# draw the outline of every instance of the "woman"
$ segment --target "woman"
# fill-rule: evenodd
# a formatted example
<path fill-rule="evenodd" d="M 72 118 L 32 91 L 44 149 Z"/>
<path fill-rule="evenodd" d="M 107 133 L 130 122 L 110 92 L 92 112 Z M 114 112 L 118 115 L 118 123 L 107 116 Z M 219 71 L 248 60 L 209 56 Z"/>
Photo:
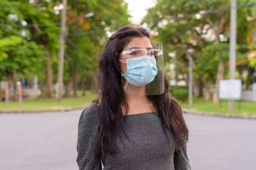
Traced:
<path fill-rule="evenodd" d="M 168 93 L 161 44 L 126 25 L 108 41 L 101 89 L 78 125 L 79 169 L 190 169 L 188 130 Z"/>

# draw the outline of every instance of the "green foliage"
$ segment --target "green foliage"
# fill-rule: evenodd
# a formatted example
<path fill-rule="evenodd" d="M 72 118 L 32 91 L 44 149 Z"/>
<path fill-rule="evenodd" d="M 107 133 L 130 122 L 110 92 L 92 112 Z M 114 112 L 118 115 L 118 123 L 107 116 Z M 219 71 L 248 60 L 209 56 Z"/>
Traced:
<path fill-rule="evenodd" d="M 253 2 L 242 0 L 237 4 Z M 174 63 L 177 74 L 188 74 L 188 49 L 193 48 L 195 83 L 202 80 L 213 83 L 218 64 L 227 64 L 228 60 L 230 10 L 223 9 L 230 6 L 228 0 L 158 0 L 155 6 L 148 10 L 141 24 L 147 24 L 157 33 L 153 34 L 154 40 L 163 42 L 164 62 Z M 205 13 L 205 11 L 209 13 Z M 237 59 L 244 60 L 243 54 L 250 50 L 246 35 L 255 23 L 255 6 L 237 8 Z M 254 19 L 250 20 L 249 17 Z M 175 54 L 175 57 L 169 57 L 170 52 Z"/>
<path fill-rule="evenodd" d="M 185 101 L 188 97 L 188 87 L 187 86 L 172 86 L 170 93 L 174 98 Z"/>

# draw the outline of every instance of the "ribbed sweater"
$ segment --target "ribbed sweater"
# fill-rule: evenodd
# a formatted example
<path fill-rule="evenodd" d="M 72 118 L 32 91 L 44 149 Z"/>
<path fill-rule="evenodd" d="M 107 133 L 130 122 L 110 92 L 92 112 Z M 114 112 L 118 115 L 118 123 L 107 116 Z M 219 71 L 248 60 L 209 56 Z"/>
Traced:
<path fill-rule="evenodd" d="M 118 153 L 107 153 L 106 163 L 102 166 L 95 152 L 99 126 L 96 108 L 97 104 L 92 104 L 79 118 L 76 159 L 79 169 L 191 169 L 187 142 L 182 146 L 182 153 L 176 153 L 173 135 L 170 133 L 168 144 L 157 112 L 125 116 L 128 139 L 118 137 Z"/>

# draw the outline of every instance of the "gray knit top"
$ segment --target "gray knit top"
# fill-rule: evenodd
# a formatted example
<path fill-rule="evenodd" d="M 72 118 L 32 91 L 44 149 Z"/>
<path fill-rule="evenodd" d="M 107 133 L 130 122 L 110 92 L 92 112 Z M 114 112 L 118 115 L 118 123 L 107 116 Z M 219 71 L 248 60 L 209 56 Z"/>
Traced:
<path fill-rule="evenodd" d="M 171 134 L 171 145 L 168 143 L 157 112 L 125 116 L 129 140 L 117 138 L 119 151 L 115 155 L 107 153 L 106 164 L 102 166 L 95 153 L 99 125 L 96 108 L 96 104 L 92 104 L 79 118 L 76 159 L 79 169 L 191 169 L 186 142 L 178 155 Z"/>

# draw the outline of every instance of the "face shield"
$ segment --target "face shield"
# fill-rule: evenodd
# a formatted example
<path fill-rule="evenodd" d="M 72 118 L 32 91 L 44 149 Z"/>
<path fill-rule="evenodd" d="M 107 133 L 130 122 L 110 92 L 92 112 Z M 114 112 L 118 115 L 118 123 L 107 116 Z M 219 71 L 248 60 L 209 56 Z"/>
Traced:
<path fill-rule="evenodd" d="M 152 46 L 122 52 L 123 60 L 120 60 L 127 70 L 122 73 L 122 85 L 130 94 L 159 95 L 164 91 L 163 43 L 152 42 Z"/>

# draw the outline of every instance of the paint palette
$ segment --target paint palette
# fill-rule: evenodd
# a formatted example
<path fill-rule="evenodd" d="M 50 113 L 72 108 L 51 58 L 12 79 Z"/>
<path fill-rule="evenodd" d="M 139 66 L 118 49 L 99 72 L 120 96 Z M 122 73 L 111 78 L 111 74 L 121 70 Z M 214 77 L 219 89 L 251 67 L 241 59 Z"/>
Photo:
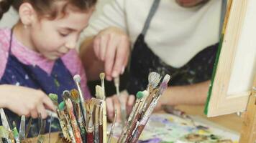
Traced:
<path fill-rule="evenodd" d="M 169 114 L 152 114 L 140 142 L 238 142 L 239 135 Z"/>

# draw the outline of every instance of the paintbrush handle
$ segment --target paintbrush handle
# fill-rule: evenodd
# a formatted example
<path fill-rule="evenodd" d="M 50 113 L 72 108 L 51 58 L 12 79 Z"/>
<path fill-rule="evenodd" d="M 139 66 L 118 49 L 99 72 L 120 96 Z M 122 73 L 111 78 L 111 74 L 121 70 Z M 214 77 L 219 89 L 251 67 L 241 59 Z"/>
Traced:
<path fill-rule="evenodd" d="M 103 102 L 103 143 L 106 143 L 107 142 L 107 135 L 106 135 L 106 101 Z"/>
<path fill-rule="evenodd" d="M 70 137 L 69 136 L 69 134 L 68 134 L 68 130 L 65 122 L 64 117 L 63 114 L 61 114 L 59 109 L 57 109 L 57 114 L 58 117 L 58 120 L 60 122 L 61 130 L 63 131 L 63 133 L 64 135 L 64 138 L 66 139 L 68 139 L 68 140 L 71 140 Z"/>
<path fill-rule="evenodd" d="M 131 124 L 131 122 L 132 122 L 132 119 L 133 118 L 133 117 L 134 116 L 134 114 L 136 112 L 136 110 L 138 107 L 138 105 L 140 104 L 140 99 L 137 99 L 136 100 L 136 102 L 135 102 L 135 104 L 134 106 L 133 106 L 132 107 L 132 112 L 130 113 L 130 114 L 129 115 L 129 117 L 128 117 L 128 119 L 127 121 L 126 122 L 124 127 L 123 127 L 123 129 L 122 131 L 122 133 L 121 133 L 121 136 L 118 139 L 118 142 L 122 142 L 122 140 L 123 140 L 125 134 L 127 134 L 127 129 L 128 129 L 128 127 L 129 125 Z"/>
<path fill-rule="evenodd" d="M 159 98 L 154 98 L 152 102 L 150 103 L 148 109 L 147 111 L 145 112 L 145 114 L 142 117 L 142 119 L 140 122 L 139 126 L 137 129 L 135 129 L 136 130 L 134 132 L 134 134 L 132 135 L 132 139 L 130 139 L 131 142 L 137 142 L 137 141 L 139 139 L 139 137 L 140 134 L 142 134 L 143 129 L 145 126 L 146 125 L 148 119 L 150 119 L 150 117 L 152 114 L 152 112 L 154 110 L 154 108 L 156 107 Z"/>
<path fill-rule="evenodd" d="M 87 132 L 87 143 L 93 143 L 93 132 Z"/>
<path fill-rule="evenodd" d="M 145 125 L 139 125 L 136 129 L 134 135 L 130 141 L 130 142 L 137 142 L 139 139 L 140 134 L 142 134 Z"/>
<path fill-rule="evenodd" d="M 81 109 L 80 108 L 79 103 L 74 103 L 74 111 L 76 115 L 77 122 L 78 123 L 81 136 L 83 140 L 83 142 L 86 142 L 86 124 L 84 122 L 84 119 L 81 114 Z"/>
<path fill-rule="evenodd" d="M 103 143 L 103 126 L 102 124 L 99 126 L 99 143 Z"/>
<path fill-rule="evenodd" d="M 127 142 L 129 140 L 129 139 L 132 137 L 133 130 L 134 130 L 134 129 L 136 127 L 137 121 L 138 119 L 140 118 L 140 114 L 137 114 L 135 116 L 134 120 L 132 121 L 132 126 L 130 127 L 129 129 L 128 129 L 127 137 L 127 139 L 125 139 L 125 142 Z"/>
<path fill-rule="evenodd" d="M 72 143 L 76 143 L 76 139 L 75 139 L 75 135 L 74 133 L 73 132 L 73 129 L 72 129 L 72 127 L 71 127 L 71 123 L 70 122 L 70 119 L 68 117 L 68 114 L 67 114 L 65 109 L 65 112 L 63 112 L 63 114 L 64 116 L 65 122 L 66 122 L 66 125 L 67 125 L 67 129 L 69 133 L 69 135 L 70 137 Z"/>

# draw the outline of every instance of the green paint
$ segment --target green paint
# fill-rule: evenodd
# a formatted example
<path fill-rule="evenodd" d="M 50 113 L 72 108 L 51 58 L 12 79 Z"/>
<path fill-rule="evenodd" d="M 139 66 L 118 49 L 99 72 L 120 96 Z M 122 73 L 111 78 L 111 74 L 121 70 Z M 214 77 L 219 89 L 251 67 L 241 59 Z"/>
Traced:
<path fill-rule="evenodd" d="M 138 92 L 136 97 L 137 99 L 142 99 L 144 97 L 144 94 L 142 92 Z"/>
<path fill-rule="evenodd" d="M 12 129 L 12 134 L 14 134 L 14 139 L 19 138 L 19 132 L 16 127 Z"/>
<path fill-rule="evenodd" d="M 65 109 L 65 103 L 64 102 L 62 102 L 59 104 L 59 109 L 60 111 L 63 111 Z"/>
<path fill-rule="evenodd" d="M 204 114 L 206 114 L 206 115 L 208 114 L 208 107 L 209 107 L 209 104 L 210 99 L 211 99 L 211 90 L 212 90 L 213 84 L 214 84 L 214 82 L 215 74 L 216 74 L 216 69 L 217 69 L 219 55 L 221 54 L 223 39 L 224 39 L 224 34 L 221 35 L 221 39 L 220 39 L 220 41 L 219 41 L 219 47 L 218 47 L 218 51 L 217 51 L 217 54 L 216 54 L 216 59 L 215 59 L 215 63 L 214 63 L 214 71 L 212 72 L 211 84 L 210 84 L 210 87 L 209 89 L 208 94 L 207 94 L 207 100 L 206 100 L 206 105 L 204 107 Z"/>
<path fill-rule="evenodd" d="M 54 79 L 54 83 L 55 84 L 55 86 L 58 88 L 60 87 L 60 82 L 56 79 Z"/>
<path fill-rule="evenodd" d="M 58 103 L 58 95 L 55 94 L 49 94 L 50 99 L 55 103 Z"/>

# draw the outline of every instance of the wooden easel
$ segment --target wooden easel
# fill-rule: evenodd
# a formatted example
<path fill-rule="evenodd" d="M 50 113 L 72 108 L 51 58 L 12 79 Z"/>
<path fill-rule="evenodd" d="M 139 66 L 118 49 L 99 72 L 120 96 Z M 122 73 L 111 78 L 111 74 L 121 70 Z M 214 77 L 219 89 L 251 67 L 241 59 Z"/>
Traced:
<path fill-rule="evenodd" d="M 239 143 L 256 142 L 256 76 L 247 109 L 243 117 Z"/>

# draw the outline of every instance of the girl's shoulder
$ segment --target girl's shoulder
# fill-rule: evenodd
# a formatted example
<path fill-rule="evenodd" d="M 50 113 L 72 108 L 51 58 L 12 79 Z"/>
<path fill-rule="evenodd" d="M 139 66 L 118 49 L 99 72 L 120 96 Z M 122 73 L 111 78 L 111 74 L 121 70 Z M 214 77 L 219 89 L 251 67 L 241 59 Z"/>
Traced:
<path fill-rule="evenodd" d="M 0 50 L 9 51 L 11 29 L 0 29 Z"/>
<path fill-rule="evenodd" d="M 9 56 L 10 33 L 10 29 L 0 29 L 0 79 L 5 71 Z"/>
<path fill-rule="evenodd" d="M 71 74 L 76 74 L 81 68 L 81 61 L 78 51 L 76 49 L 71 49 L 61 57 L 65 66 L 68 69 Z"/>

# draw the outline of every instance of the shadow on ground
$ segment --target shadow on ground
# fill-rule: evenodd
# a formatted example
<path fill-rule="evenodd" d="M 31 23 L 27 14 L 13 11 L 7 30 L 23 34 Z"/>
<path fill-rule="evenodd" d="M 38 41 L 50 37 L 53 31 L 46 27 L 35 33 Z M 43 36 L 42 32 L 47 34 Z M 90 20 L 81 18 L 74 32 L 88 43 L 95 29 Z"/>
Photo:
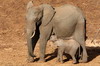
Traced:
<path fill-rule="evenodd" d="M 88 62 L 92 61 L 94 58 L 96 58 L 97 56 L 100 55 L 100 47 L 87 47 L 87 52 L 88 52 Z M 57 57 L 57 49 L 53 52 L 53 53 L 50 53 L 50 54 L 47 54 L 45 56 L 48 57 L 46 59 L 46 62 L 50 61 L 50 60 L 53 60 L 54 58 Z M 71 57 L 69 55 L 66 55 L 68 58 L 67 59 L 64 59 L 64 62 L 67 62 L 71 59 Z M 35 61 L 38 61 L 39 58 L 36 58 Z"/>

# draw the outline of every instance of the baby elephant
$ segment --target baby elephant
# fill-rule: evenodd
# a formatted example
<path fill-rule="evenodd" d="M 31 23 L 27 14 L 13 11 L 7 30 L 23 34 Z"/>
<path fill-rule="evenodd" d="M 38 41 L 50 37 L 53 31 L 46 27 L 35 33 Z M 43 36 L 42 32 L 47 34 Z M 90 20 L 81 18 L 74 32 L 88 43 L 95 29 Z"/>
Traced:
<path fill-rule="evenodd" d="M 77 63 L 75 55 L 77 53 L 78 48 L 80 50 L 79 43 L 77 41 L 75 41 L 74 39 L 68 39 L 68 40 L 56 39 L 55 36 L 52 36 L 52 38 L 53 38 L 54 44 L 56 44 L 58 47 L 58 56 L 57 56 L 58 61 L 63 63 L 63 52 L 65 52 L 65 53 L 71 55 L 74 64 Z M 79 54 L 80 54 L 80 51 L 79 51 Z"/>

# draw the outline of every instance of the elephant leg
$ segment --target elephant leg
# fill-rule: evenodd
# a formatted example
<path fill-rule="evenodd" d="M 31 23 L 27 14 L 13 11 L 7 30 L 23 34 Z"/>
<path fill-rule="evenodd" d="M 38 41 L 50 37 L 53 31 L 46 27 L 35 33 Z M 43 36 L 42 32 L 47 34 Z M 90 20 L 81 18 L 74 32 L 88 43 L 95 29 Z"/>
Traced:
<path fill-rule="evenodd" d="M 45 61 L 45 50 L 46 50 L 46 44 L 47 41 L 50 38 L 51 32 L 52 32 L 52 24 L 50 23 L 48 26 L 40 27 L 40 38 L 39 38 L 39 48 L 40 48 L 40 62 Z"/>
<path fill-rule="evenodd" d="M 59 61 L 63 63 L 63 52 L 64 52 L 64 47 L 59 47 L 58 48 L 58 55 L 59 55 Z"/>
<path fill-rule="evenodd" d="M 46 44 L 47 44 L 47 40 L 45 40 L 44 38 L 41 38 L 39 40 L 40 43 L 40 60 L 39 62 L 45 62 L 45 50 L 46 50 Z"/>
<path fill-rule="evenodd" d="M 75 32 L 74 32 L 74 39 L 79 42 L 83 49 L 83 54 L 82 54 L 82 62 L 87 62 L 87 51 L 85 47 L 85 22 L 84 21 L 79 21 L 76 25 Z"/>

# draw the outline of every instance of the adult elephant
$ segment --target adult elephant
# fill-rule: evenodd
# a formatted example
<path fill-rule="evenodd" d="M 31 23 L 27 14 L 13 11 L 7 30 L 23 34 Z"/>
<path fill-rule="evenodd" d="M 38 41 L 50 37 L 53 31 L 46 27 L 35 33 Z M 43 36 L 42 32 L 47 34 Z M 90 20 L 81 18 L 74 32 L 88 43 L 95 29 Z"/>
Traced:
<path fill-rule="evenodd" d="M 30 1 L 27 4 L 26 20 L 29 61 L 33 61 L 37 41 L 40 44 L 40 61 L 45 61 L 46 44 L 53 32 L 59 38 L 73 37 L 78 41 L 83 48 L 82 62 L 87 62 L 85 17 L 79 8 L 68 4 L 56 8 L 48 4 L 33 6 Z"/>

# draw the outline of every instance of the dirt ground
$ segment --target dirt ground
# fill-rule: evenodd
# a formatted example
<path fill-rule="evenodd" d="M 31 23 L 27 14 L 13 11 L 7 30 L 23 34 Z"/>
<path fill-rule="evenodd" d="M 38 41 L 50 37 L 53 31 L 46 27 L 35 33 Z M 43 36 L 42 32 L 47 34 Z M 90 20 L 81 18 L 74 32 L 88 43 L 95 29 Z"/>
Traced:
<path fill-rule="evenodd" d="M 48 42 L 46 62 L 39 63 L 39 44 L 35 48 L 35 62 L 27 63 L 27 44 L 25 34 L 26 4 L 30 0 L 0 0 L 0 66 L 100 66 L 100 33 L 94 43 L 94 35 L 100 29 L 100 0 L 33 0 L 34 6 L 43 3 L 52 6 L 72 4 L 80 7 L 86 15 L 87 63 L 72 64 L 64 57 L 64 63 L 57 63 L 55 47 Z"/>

━━━━━━

# [What you have to do]
Copy every line from the start of the records through the line containing "168 93 L 161", including the requests, and increase each coordinate in the traced outlines by 143. Leave the requests and their format samples unchanged, and leave the pictures out.

# [Response]
# draw the outline of every instance of the "woman"
$ segment --target "woman"
# fill-rule: evenodd
# a formatted example
<path fill-rule="evenodd" d="M 72 118 L 32 91 L 44 149 Z"/>
<path fill-rule="evenodd" d="M 107 133 L 130 122 L 110 92 L 92 112 Z M 114 112 L 118 115 L 118 123 L 107 116 Z M 219 71 L 248 60 L 209 56 Z"/>
Photo:
Traced:
<path fill-rule="evenodd" d="M 311 236 L 304 187 L 269 168 L 251 184 L 244 232 L 221 268 L 222 312 L 333 312 L 331 273 Z"/>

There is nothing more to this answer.